◆ **TASK REQUIREMENTS**:
Please copy out the entries exactly, skipping any pictures.

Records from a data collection

*** Begin section ***

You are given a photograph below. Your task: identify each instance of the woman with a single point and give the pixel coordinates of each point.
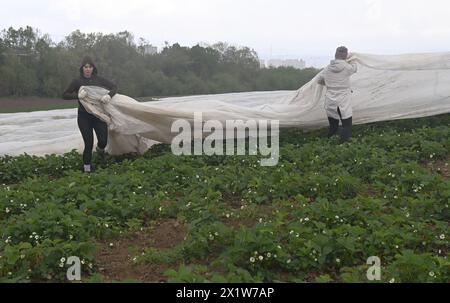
(86, 121)
(336, 77)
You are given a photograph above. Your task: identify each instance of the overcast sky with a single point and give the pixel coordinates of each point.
(274, 28)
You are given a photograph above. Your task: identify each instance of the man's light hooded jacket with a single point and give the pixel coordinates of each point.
(336, 77)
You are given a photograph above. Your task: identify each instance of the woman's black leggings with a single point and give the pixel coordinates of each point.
(346, 127)
(87, 123)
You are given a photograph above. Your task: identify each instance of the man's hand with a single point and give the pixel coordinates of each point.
(105, 99)
(82, 94)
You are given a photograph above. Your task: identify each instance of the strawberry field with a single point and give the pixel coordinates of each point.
(316, 217)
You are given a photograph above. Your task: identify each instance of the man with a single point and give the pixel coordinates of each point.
(336, 77)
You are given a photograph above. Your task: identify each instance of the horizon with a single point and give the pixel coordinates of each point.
(284, 28)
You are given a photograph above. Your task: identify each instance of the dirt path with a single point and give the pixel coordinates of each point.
(25, 104)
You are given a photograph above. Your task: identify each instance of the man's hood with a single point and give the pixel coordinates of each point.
(337, 66)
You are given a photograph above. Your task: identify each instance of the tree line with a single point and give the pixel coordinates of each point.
(31, 64)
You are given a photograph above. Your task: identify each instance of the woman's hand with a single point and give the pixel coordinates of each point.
(82, 94)
(105, 99)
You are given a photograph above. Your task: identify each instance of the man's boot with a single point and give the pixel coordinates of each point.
(334, 126)
(346, 130)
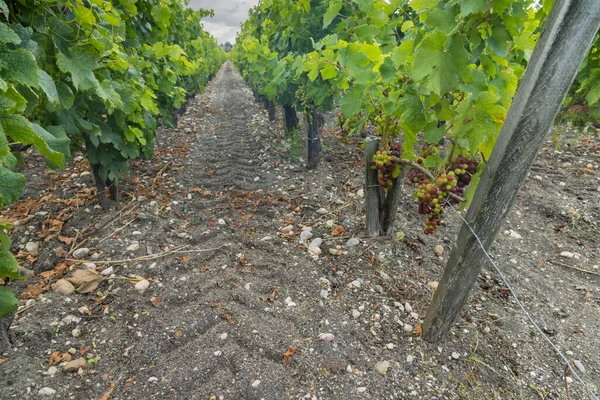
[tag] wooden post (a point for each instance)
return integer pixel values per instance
(313, 123)
(290, 119)
(373, 192)
(566, 38)
(271, 110)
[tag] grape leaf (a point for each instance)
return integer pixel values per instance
(48, 86)
(8, 302)
(20, 66)
(81, 65)
(7, 35)
(11, 186)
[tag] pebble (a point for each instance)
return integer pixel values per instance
(133, 247)
(107, 271)
(567, 254)
(142, 285)
(81, 252)
(579, 366)
(326, 337)
(352, 242)
(382, 367)
(64, 287)
(514, 235)
(305, 235)
(73, 366)
(46, 391)
(32, 247)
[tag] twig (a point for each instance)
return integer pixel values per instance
(151, 257)
(575, 268)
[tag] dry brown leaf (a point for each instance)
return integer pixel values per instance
(338, 231)
(419, 330)
(65, 239)
(288, 354)
(107, 395)
(155, 301)
(85, 280)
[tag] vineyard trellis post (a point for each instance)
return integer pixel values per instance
(313, 124)
(565, 40)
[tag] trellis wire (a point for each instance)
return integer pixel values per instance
(514, 294)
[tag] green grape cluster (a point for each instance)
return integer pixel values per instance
(448, 187)
(386, 162)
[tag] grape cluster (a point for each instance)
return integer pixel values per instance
(385, 162)
(447, 187)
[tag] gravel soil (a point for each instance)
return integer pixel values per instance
(237, 306)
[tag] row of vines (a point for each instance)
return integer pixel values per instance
(91, 75)
(433, 78)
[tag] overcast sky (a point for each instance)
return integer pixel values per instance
(229, 14)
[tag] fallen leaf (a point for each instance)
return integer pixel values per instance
(107, 395)
(288, 354)
(419, 330)
(155, 301)
(338, 231)
(65, 239)
(85, 280)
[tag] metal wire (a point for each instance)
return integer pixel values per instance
(556, 349)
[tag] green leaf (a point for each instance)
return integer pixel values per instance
(442, 63)
(81, 65)
(4, 9)
(7, 35)
(468, 7)
(65, 95)
(8, 302)
(11, 186)
(423, 5)
(48, 86)
(329, 71)
(331, 13)
(19, 66)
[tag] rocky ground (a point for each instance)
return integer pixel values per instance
(231, 272)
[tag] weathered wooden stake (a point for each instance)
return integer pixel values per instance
(373, 192)
(290, 119)
(313, 123)
(567, 36)
(271, 110)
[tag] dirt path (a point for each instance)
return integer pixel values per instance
(240, 312)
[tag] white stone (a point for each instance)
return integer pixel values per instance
(142, 285)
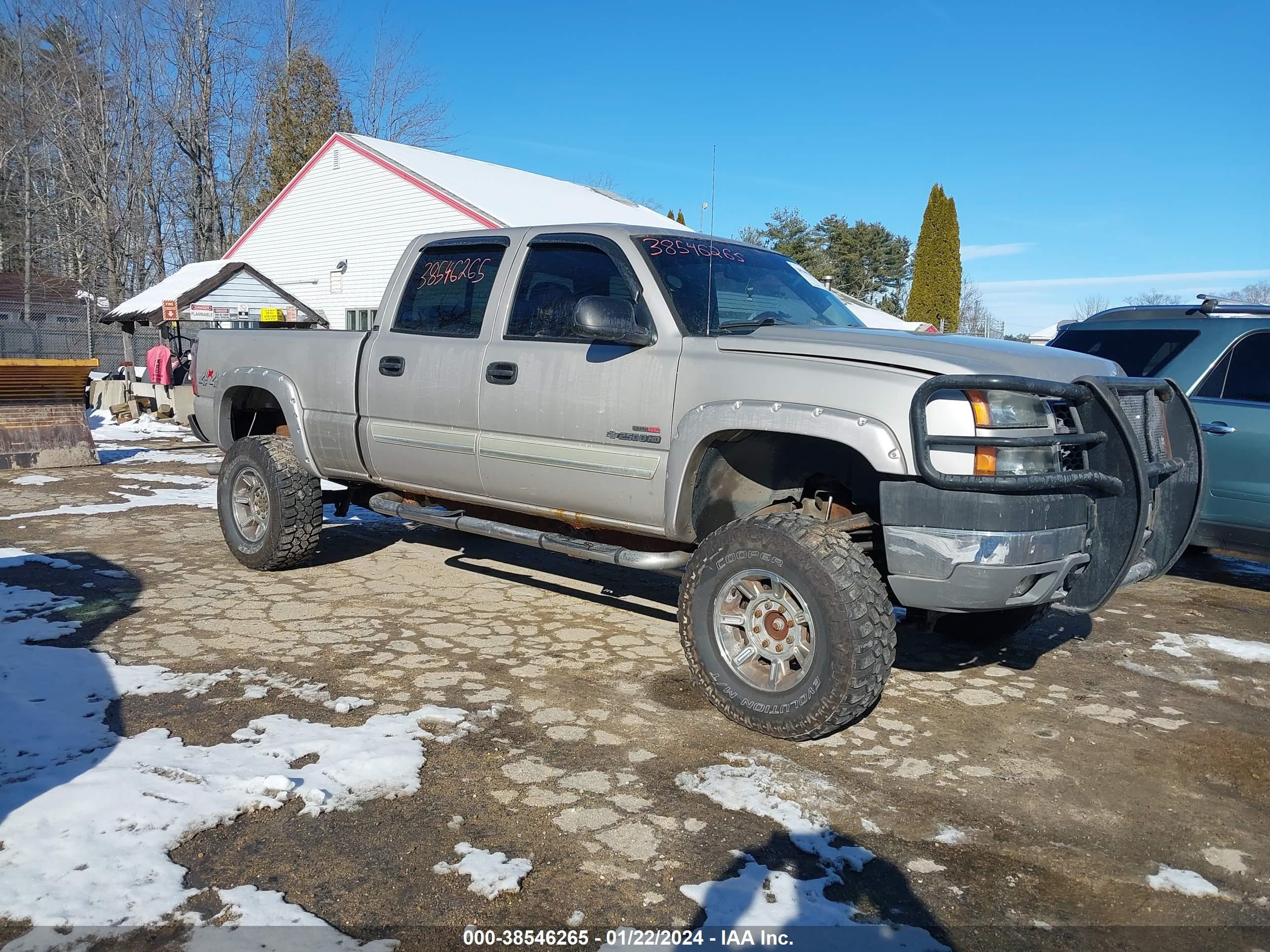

*** End section ***

◆ **REPLY TO THE TASK**:
You are given a photograph below. Your task: identify each instance of the woman with a single point and give the pixel coordinates of each point.
(86, 121)
(336, 77)
You are given a photograph above. Your task: identify each instance of the overcast sky with a single point and give the pixel coordinates of each point.
(274, 28)
You are given a photograph above. Your task: identify each instance of the man's light hooded jacket with a single point and give the pixel coordinates of each point.
(336, 77)
You are given a photograph above. Your task: identify each instance of the woman's black leggings with a single point and give the pixel coordinates of each point.
(346, 127)
(87, 123)
You are given a photograph above. Your task: identify each instance of the man's hand with a single point and give the pixel coordinates of each point.
(105, 99)
(82, 94)
You are given a photograph above. Your task: identify each instance of the strawberry field with a single point and give the pixel coordinates of each point.
(316, 217)
You are given a photograph above. Your task: identify each instance of the man with a single point and give the pixel coordinates of each point.
(336, 77)
You are given a photograph above. Your task: identify each instance of the horizon with a single point and give the pixel coordinates of each point.
(284, 28)
You are given a photograph above. Your task: identify each instance of the dirt path with a single point and give the pixel coordinates of each point.
(25, 104)
You are given a photograph above. Your task: identify each instance of the man's hood with a single point and give the pixel coordinates of each point.
(337, 66)
You are given a photograph above. Your task: identify each instance of the tree line with a single point and give the pixel coordinates of each point.
(31, 64)
You are given a photograph above. Your task: identify each instance of the woman's hand with a single point and give the pixel coordinates of each point.
(82, 94)
(105, 99)
You are given a photograph above. Your task: identify each instance of the man's boot with a single point and give the pixel coordinates of each point.
(334, 126)
(346, 130)
[tag] wooden post (a point for each instance)
return integer pixel values per instance
(313, 123)
(290, 119)
(373, 192)
(566, 38)
(271, 110)
[tag] grape leaf (a point for each instance)
return integer pixel values per instance
(48, 86)
(8, 302)
(20, 66)
(81, 65)
(7, 35)
(11, 186)
[tag] pebble (a point for each instance)
return integer pixel values per instance
(133, 247)
(107, 271)
(567, 254)
(142, 285)
(81, 252)
(579, 366)
(326, 337)
(352, 242)
(382, 367)
(64, 287)
(514, 235)
(305, 235)
(73, 366)
(46, 391)
(32, 247)
[tag] twig (a point for each instance)
return integer pixel values per instance
(151, 257)
(575, 268)
[tag] dry brown leaf (a point for each instance)
return integer pixel values per instance
(338, 231)
(419, 330)
(65, 239)
(288, 354)
(107, 395)
(155, 301)
(85, 280)
[tag] vineyard trellis post (a point for each instance)
return integer pixel values per instance
(313, 124)
(565, 40)
[tag] trellis wire (a point for each instance)
return integer pixel values per instance
(514, 294)
[tag] green grape cluster (a point for each instance)
return integer pixel values per instance
(448, 187)
(386, 162)
[tag] grape cluster (a point for each instance)
return integer pixel values per instance
(385, 162)
(447, 187)
[tag] gravel soil (a point for each instance)
return integer pixel values per instance
(237, 306)
[tag] row of vines (a point for each instance)
return integer pixel values per instance
(91, 75)
(433, 78)
[tag] overcast sky (a point for each instance)
return integer pixel values per instance
(229, 14)
[tag] fallen leaf (a point for each instance)
return integer pixel values per instance
(107, 395)
(288, 354)
(419, 330)
(155, 301)
(338, 231)
(65, 239)
(85, 280)
[tag] metal wire (a point for each instance)
return integer pixel values per instance
(556, 349)
[tag] green leaf (a point for each instance)
return integer pixel values per instance
(442, 63)
(81, 65)
(4, 9)
(7, 35)
(468, 7)
(65, 95)
(8, 302)
(11, 186)
(423, 5)
(48, 86)
(329, 71)
(331, 13)
(19, 66)
[tag] rocky ground (a point for each instance)
return integer pixel values per instance
(231, 272)
[tag] weathered wooden stake (a point for each instance)
return integer pixel values per instance
(373, 192)
(290, 119)
(313, 123)
(567, 36)
(271, 110)
[tag] dirt path (a point for each instance)
return integer pixel values per instance
(240, 312)
[tag] white stone (a point for each instance)
return integer pixel values per instance
(142, 285)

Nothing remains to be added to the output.